What you should do -> Search the listing below for the word "fuselage" and return each line that contains it.

Records for processing ->
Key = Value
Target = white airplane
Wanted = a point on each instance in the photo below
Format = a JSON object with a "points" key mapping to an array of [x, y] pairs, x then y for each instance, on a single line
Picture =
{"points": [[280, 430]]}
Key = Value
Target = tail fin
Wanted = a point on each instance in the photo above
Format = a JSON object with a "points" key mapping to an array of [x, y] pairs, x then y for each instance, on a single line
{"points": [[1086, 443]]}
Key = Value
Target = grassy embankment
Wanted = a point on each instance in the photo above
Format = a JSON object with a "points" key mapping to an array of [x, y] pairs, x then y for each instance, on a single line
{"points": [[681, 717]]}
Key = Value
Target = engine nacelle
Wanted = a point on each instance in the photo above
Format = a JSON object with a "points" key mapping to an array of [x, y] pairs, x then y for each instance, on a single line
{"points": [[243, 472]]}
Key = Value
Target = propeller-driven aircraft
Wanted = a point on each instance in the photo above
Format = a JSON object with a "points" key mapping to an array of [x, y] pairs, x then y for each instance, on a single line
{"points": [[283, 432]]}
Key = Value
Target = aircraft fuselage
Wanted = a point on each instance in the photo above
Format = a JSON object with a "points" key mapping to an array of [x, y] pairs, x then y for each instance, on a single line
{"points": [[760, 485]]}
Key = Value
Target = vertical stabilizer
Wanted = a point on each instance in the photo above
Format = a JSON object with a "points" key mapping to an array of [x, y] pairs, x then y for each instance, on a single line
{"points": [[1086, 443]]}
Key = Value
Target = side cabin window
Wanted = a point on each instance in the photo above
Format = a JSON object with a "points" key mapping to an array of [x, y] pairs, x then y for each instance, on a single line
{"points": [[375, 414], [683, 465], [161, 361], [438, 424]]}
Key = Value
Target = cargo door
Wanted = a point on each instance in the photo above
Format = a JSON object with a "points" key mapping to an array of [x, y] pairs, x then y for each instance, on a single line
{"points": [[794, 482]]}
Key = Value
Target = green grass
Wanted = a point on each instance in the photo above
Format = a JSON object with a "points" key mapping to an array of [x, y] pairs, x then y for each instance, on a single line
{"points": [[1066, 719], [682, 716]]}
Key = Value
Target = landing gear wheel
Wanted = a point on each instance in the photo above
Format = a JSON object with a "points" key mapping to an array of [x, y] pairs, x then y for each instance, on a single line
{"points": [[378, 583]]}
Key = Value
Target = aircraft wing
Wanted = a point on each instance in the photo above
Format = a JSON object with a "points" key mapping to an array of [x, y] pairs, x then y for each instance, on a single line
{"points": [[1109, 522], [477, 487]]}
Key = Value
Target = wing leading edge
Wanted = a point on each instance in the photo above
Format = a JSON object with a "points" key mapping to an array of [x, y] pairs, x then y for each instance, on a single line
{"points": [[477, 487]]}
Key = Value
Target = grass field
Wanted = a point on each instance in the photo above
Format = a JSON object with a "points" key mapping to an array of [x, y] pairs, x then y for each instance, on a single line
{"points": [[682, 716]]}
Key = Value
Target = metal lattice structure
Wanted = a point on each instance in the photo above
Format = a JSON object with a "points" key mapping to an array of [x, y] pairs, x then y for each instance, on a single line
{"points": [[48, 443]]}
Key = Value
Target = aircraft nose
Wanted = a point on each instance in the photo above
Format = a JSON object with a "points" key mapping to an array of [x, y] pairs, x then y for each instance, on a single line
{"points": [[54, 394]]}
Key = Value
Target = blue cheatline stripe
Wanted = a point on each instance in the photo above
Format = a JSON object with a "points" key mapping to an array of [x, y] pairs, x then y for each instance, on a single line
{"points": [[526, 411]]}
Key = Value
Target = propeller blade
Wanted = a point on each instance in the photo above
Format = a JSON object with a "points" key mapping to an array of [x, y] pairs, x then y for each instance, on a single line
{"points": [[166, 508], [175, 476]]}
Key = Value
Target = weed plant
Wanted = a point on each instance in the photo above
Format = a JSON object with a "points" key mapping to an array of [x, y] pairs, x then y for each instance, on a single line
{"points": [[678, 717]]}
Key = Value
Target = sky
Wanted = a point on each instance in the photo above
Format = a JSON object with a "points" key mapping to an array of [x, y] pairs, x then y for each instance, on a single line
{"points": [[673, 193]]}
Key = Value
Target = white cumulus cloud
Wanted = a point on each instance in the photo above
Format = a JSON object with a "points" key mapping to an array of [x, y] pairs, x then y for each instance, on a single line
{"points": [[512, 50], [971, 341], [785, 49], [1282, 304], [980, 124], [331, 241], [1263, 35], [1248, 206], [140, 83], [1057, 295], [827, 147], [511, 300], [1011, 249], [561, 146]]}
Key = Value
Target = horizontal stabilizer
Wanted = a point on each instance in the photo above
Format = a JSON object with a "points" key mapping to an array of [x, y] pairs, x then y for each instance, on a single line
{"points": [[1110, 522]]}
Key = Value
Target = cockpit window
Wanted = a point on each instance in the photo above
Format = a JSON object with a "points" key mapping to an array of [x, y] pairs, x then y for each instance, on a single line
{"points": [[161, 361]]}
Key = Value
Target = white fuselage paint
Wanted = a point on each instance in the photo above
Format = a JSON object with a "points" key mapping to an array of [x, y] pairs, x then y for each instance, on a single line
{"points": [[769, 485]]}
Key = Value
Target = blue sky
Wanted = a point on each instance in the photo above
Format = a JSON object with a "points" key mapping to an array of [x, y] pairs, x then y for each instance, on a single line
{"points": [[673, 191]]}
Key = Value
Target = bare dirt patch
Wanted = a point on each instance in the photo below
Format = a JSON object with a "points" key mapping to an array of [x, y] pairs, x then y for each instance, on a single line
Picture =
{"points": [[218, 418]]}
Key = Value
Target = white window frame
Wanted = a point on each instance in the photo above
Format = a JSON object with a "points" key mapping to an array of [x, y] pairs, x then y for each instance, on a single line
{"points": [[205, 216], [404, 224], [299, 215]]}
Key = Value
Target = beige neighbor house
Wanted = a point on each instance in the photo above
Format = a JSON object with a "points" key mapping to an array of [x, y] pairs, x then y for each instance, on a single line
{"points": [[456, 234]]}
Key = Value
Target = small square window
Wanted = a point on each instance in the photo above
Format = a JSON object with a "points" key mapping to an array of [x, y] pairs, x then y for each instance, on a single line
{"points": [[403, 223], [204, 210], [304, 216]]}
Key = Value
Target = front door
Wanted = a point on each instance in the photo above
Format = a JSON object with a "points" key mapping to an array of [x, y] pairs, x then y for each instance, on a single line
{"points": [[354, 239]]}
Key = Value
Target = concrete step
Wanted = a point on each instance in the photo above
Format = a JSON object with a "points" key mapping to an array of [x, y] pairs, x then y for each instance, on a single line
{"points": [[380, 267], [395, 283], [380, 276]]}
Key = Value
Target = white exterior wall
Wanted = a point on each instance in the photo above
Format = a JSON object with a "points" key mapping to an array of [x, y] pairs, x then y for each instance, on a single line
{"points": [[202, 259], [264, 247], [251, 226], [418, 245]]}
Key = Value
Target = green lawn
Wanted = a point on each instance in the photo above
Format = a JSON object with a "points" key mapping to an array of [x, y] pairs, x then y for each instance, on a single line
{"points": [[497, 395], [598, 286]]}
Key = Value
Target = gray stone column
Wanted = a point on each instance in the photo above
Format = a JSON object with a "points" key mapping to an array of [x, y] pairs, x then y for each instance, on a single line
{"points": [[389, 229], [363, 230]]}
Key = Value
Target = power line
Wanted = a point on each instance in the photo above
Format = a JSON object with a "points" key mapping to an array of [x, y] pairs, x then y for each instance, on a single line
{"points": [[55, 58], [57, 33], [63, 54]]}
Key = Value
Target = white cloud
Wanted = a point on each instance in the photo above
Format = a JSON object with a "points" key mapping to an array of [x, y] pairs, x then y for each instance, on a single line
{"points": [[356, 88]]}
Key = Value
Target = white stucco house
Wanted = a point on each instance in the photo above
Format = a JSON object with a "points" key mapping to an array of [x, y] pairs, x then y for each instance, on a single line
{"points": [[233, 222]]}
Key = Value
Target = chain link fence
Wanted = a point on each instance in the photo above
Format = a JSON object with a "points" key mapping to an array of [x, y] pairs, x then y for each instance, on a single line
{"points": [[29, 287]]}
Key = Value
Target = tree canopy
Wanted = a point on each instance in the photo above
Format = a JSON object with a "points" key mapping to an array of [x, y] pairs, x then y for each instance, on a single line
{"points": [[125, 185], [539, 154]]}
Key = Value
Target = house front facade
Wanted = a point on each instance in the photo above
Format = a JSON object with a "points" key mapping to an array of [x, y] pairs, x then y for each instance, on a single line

Your response ->
Target = aircraft fuselage
Target = white fuselage paint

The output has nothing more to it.